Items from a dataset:
────────
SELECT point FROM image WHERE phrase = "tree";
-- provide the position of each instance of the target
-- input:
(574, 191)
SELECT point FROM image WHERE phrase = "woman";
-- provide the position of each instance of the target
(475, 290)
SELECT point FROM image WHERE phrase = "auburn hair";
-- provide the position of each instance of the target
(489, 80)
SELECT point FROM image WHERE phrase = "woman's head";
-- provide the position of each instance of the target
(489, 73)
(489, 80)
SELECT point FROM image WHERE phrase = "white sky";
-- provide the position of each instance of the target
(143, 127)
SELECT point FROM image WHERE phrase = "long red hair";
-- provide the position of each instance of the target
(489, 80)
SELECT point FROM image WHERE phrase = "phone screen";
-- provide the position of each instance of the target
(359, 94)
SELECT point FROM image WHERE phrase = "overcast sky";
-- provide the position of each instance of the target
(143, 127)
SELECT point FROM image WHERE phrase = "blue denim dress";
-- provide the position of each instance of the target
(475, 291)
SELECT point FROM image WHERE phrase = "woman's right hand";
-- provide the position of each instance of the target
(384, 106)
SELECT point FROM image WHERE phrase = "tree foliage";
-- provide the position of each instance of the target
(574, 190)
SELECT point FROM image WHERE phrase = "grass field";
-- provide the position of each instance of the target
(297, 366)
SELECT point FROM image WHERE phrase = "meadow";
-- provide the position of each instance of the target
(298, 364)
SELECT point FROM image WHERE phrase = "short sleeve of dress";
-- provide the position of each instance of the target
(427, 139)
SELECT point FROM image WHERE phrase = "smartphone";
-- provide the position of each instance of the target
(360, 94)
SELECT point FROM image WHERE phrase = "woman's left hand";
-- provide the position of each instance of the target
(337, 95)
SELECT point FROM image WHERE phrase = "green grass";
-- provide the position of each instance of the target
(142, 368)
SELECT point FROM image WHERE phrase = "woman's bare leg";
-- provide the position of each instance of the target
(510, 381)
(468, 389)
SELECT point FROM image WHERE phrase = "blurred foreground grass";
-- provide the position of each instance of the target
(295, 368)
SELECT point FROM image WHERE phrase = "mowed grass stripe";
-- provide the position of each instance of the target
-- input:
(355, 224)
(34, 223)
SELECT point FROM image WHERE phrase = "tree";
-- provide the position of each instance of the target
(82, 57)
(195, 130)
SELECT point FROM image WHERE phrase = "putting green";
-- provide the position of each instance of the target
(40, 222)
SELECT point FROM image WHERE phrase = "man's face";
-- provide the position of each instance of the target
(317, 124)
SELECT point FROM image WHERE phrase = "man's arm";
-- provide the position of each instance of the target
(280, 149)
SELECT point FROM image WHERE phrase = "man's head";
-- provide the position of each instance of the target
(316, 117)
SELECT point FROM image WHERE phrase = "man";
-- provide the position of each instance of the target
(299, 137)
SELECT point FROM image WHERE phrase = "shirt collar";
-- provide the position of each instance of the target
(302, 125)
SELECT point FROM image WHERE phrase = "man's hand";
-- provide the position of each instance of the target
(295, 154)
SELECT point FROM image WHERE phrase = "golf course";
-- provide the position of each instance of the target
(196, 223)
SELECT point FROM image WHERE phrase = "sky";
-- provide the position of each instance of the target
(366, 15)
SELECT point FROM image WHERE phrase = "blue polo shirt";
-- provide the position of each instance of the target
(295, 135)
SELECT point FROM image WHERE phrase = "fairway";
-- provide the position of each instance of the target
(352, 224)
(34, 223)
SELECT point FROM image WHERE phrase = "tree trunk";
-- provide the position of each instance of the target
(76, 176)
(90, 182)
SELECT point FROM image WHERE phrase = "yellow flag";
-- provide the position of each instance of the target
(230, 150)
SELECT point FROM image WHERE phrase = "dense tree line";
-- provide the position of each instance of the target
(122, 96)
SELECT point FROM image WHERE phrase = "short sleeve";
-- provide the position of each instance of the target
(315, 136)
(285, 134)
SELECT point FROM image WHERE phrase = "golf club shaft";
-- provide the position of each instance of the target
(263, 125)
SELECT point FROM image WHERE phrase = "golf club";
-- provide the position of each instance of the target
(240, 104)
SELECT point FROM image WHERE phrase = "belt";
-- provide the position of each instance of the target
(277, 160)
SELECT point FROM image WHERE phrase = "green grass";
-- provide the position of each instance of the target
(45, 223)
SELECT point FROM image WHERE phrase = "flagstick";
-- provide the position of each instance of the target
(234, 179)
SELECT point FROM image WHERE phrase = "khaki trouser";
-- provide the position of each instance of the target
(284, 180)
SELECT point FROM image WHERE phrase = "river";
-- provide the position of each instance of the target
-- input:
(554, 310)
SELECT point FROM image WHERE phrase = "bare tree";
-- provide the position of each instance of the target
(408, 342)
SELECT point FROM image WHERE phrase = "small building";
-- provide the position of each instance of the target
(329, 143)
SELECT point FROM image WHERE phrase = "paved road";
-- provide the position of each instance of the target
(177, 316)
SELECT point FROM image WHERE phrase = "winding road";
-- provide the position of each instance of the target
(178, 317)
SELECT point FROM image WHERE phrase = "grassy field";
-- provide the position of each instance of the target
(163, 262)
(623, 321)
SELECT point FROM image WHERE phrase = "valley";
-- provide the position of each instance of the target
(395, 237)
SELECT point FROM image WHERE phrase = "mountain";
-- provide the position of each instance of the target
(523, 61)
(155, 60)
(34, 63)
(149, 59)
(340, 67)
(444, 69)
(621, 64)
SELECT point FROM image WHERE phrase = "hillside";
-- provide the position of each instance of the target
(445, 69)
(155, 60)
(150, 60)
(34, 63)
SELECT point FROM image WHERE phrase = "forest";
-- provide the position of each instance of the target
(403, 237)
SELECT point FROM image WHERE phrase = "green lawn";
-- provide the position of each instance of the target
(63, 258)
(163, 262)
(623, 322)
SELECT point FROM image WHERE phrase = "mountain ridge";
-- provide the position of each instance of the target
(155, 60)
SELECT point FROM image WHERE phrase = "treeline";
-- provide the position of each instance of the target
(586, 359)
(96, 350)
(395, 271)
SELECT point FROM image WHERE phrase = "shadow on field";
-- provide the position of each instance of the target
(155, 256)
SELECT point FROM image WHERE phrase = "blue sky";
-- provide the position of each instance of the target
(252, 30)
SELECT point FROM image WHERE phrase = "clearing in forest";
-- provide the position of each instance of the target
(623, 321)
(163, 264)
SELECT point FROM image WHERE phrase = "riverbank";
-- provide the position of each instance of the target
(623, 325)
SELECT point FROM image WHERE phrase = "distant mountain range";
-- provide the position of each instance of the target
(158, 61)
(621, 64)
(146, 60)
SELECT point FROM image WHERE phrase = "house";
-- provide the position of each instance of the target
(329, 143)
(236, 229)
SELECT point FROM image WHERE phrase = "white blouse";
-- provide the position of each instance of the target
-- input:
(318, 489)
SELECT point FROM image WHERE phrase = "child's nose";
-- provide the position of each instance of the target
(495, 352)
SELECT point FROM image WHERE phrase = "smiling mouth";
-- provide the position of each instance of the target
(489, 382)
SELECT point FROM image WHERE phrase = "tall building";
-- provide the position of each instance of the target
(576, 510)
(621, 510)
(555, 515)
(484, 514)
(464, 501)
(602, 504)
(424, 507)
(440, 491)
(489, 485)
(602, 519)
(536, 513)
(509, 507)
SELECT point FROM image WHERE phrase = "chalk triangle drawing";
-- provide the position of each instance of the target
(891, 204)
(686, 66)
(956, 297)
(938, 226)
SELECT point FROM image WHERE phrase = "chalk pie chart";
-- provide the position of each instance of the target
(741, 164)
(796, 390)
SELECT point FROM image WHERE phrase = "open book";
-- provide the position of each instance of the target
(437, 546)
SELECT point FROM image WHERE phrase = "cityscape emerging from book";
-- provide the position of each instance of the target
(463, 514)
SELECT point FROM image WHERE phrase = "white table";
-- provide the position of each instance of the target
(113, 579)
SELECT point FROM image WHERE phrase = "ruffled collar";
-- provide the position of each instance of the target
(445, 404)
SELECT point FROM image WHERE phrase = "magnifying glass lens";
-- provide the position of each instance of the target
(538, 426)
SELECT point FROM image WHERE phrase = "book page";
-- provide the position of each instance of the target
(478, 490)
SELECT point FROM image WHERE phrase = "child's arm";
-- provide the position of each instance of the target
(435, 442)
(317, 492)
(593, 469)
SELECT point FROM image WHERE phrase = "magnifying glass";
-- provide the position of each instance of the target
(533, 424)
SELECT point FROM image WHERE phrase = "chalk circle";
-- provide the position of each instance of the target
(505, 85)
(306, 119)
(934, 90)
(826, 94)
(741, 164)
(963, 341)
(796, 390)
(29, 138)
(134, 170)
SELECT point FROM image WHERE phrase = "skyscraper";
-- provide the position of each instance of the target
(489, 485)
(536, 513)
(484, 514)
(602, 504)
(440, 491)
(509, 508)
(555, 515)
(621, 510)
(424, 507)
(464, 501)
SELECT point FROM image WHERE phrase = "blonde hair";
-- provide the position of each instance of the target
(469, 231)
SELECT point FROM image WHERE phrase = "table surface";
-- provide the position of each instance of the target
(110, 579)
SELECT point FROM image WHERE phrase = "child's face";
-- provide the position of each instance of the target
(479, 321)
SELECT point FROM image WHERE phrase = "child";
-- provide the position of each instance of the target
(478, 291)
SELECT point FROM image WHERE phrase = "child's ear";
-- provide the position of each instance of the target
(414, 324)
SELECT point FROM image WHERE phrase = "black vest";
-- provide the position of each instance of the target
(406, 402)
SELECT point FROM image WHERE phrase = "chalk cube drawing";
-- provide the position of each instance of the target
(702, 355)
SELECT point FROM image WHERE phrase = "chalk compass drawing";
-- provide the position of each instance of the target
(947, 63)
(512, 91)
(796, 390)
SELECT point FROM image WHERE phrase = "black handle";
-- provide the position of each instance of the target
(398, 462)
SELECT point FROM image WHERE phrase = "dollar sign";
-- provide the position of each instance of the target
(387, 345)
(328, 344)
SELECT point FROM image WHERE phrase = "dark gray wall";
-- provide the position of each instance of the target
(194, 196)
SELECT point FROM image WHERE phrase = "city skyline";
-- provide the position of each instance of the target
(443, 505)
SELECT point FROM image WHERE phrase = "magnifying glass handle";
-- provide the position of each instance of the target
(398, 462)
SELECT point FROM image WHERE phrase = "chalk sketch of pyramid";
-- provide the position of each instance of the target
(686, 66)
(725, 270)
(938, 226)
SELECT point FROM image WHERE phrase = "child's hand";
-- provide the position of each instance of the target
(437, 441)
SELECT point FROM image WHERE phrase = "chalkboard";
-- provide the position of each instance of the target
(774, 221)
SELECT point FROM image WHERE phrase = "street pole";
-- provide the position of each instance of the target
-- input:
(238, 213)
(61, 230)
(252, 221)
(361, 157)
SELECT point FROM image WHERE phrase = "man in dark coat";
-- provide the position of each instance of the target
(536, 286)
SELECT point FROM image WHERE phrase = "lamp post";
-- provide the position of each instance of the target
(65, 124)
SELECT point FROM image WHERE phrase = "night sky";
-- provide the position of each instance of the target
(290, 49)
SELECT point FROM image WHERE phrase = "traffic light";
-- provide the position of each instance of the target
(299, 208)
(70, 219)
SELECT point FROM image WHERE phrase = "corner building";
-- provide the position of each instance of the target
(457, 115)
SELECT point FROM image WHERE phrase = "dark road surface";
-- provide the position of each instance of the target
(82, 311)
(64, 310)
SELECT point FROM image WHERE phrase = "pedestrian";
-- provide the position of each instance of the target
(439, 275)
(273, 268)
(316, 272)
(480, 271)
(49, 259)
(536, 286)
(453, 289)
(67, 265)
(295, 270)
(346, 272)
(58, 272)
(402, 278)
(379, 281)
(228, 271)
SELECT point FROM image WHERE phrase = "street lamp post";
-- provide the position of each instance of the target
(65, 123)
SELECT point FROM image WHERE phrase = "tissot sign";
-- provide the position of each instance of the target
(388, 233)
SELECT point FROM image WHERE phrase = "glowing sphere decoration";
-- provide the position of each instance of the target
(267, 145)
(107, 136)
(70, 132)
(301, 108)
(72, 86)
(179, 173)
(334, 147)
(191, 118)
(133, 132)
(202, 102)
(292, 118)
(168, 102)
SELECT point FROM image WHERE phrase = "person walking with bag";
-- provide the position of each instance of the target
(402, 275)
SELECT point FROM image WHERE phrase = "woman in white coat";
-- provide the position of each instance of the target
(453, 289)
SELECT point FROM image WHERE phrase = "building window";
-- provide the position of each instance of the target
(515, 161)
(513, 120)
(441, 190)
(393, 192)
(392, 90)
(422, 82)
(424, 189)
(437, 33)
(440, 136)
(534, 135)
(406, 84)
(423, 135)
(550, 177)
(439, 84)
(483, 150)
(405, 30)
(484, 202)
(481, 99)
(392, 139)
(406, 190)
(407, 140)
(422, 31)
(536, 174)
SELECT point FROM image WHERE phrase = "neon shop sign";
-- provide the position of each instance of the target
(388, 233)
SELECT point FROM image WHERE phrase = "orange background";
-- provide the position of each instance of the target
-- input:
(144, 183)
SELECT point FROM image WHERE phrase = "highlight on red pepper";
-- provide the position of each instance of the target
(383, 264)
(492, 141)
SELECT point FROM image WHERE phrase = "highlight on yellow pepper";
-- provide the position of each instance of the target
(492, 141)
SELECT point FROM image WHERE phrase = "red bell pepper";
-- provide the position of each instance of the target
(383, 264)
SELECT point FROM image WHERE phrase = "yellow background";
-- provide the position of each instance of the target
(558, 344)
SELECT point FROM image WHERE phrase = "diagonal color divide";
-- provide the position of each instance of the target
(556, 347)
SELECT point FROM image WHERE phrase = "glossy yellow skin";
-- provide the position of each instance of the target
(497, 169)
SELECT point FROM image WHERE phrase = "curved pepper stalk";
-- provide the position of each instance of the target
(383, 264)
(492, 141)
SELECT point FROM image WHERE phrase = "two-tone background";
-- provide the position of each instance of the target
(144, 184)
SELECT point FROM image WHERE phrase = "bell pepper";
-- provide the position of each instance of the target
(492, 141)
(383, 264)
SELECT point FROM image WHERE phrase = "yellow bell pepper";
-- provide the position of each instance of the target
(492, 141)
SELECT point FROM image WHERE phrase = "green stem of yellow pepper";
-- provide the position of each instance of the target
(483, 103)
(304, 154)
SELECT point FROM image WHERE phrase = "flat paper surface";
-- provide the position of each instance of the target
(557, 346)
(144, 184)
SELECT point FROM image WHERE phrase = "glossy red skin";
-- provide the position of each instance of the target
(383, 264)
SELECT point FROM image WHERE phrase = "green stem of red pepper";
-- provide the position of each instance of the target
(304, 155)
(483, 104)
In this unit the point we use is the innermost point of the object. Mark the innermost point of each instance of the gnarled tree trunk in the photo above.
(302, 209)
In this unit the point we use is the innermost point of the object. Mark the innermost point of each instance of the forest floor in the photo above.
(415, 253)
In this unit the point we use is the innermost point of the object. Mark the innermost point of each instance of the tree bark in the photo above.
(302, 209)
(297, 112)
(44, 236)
────────
_What needs to be done_.
Copy exactly the line containing "stem of red" and every line after it, ending with the last line of the records above.

_Response_.
SELECT point FROM image WHERE phrase = "green stem of red pepper";
-- provide the position of each instance of the target
(304, 155)
(483, 104)
In this unit the point we use is the innermost point of the object. Mark the innermost point of each instance of the gnarled tree trunk in the photo above.
(302, 209)
In this unit the point we use is the innermost point of the object. Mark the innermost point of each instance of the forest floor in the photo above.
(415, 253)
In this unit the point we use is the innermost point of the object. Mark the innermost point of each instance of the tree bark in the photo above.
(302, 209)
(297, 112)
(44, 236)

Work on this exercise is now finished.